[Image point grounding data]
━━━━━━━━━━━━━━━━━━━━━━━━━━━━━━
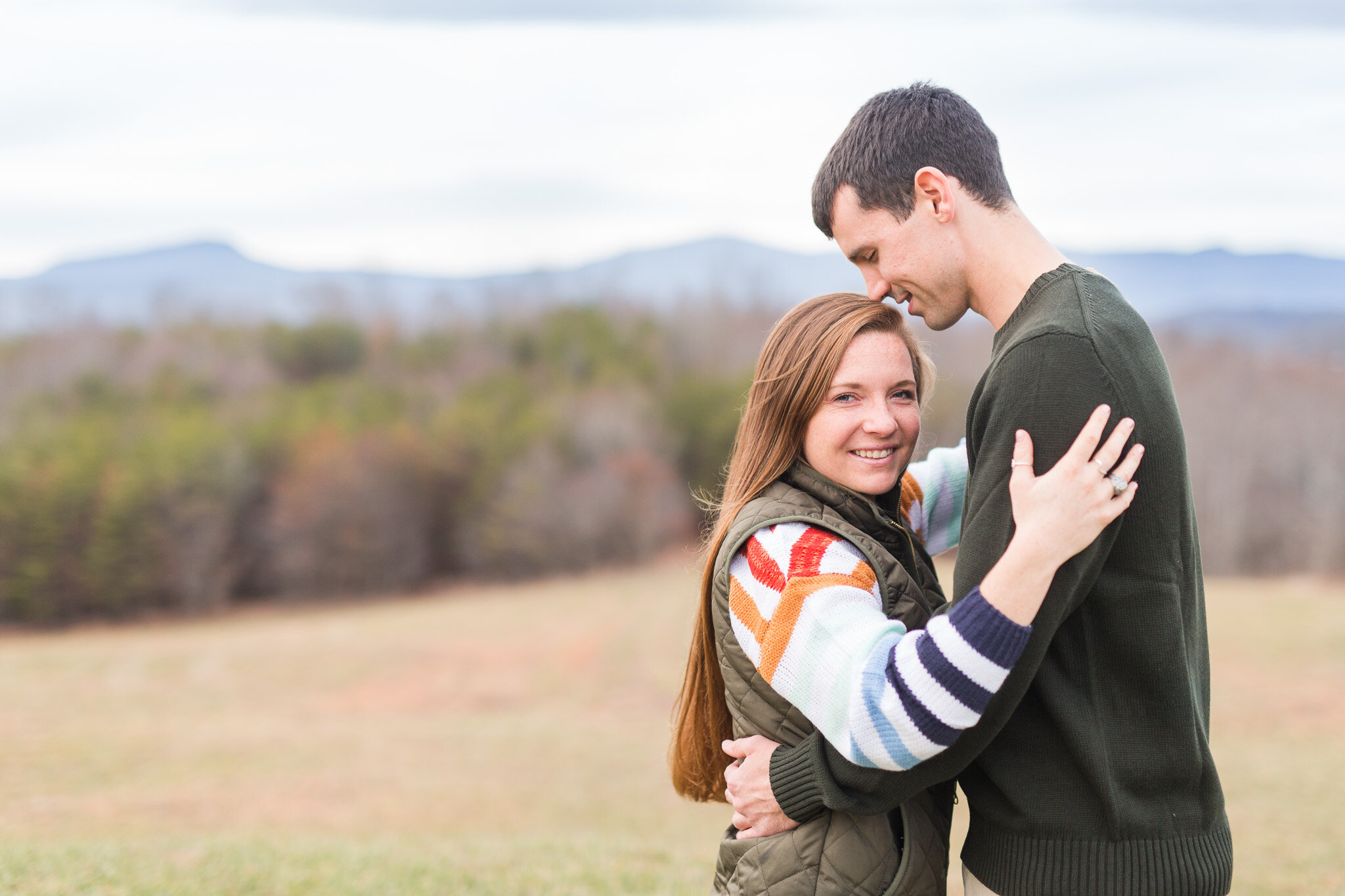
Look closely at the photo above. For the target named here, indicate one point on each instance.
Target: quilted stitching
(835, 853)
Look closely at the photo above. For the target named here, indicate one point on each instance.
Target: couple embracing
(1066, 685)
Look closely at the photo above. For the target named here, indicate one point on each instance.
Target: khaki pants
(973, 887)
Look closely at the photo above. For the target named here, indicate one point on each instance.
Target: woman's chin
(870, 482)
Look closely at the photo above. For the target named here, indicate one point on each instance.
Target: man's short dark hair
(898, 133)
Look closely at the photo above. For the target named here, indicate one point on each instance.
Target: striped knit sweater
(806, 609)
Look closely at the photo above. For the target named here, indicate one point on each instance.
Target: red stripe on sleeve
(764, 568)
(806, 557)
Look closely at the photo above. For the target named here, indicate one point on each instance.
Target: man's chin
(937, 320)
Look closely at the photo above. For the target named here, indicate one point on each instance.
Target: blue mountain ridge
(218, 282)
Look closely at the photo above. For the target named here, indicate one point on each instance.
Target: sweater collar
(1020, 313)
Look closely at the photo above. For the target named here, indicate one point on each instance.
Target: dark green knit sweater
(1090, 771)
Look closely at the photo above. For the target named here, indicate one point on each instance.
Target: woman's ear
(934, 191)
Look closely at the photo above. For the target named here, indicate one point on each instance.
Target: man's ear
━━━━━━━━━━━━━━━━━━━━━━━━━━━━━━
(About this task): Only the text of the entries above is to be given again, exactly, with the pictures left out.

(Output of the task):
Look closely at the photo above. For the target named here, indicate one point on each instance.
Target: quilted stitching
(835, 853)
Look closely at the photo above. For the target named here, indicate one point on each instance.
Target: couple embracing
(1066, 685)
Look closely at the photo above. For the target named here, indicate one point on each instance.
Target: khaki pants
(973, 887)
Look closely at the photo above. For the target named here, indicate one point on each instance.
Target: woman's chin
(870, 482)
Look closely at the photo above. For the target named here, indicate one point on each instance.
Target: man's short dark hair
(898, 133)
Look closely at the photo above. For the target named here, indicate one point on each instance.
Target: striped knit sweater
(806, 609)
Look closely at the photo above. For the target named here, indicate one point on each instance.
Target: red stripe on sleeve
(764, 568)
(806, 557)
Look closely at the photo above. For the target named here, indicate one point on each instance.
Target: man's chin
(937, 320)
Look closely at the photo above. For the target named here, indicate one point on each instance.
Target: blue mountain ridge
(218, 282)
Look closely at the photo above. For the target named here, indicate one point on each instance.
Target: sweater collar
(1020, 313)
Look closely at the photo above. For the target named here, indicate one point on each instance.
Target: dark green knit sweater
(1090, 771)
Look closely at the photo above. For the target named here, indicate one point on each instance.
Target: woman's ear
(934, 191)
Look closely at the photo above. For the target named here, indicate one point on each instance.
Target: man's ear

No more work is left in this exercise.